_STATED EXERCISE_
Turn all of the data below into a Markdown table with the columns No. and Line, giving each line a row number and leaving out the blank lines.

_RECORDS FOR THIS TASK_
---
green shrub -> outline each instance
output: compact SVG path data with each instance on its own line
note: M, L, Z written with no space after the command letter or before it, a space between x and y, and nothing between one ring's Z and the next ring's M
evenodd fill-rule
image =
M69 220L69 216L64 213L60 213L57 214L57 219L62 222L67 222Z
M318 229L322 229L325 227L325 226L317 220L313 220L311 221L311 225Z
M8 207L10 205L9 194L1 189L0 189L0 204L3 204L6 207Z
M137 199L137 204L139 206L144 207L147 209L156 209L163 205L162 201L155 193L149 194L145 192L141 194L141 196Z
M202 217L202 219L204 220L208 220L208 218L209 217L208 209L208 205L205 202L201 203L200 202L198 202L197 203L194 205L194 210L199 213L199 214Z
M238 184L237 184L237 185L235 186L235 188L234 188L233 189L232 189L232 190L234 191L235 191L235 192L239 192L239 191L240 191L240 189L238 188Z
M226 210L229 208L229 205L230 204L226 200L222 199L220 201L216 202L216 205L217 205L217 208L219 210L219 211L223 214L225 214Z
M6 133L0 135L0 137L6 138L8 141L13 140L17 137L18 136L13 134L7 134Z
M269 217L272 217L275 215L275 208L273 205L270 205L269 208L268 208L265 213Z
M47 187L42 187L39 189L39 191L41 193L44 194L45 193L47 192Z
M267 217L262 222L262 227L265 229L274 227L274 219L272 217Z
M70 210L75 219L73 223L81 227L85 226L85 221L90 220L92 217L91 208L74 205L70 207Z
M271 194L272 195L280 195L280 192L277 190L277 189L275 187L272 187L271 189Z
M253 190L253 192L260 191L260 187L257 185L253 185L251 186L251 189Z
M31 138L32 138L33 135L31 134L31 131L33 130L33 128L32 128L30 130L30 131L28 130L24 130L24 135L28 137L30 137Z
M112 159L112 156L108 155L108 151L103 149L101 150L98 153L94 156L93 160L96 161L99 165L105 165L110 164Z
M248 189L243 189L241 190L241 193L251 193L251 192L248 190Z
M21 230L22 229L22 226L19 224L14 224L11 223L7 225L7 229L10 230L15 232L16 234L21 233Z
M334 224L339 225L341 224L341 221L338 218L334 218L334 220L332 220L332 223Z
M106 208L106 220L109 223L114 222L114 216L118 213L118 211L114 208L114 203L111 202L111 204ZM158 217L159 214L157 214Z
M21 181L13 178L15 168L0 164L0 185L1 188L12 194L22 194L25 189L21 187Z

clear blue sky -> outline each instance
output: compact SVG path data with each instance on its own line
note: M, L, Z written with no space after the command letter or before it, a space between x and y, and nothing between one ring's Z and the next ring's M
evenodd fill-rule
---
_ANSWER TO THE PROBLEM_
| No. | Line |
|---|---|
| 1 | green shrub -> outline each instance |
| 2 | output: compact SVG path data with each instance on its own line |
| 3 | note: M, L, Z written with no space after the command letter or before it, a space between x and y, and nothing between one ring's Z and the next ring's M |
| 4 | evenodd fill-rule |
| 5 | image = |
| 6 | M69 220L69 216L64 213L60 213L57 214L57 219L62 222L67 222Z |
| 7 | M318 229L322 229L325 227L325 226L317 220L313 220L311 221L311 225Z |
| 8 | M8 207L10 205L9 194L1 189L0 189L0 204L3 204L6 207Z |
| 9 | M137 199L137 204L139 206L144 207L147 209L156 209L163 205L162 201L155 193L149 194L145 192L141 194L141 196Z |
| 10 | M202 217L202 219L204 220L208 220L208 218L209 217L208 209L208 205L205 202L201 203L200 202L198 202L197 203L194 205L194 210L199 213L199 214Z |
| 11 | M238 184L237 184L237 185L235 186L235 188L234 188L233 189L232 189L232 190L234 191L235 191L235 192L239 192L239 191L240 191L240 189L238 188Z |
| 12 | M226 210L229 208L229 205L230 204L226 200L222 199L220 201L216 202L216 205L217 205L217 208L219 210L219 211L223 214L225 214Z |
| 13 | M6 133L0 135L0 137L6 138L8 141L13 140L17 137L18 136L13 134L7 134Z |
| 14 | M269 217L272 217L275 215L275 208L273 205L270 205L269 208L268 208L265 213Z |
| 15 | M47 187L42 187L39 189L39 191L41 193L44 194L45 193L47 192Z |
| 16 | M267 217L262 222L262 227L265 229L274 227L274 219L272 217Z |
| 17 | M70 210L75 219L73 223L81 227L85 226L85 221L90 220L92 217L91 208L74 205L70 207Z |
| 18 | M271 194L272 195L280 195L280 192L277 190L277 189L275 187L272 187L271 189Z |
| 19 | M253 190L253 192L260 191L260 187L257 185L253 185L251 186L251 189Z |
| 20 | M31 138L32 138L33 135L31 134L31 131L33 130L33 128L32 128L30 130L30 131L28 130L24 130L24 135L28 137L30 137Z |
| 21 | M112 159L112 156L108 155L108 151L103 149L101 150L98 153L94 156L93 160L96 161L99 165L105 165L110 164Z |
| 22 | M248 189L243 189L241 190L241 193L251 193L251 192L248 190Z |
| 23 | M21 230L22 229L22 226L19 224L14 224L11 223L7 225L7 229L10 230L15 232L16 234L21 233Z |
| 24 | M334 224L339 225L341 224L341 221L338 218L334 218L334 220L332 220L332 223Z |
| 25 | M106 208L106 220L109 223L114 222L114 216L118 213L118 211L114 208L114 203L111 202L111 204ZM158 217L159 214L157 214Z |
| 26 | M21 181L13 178L15 168L0 164L0 185L1 188L12 194L22 194L25 189L21 187Z |
| 27 | clear blue sky -> outline each instance |
| 28 | output: compact SVG path data with each instance on its own line |
| 29 | note: M, L, Z written with no space after the command letter or before it, a space between x and y, and nothing between one ring's Z and the next ring's M |
| 30 | evenodd fill-rule |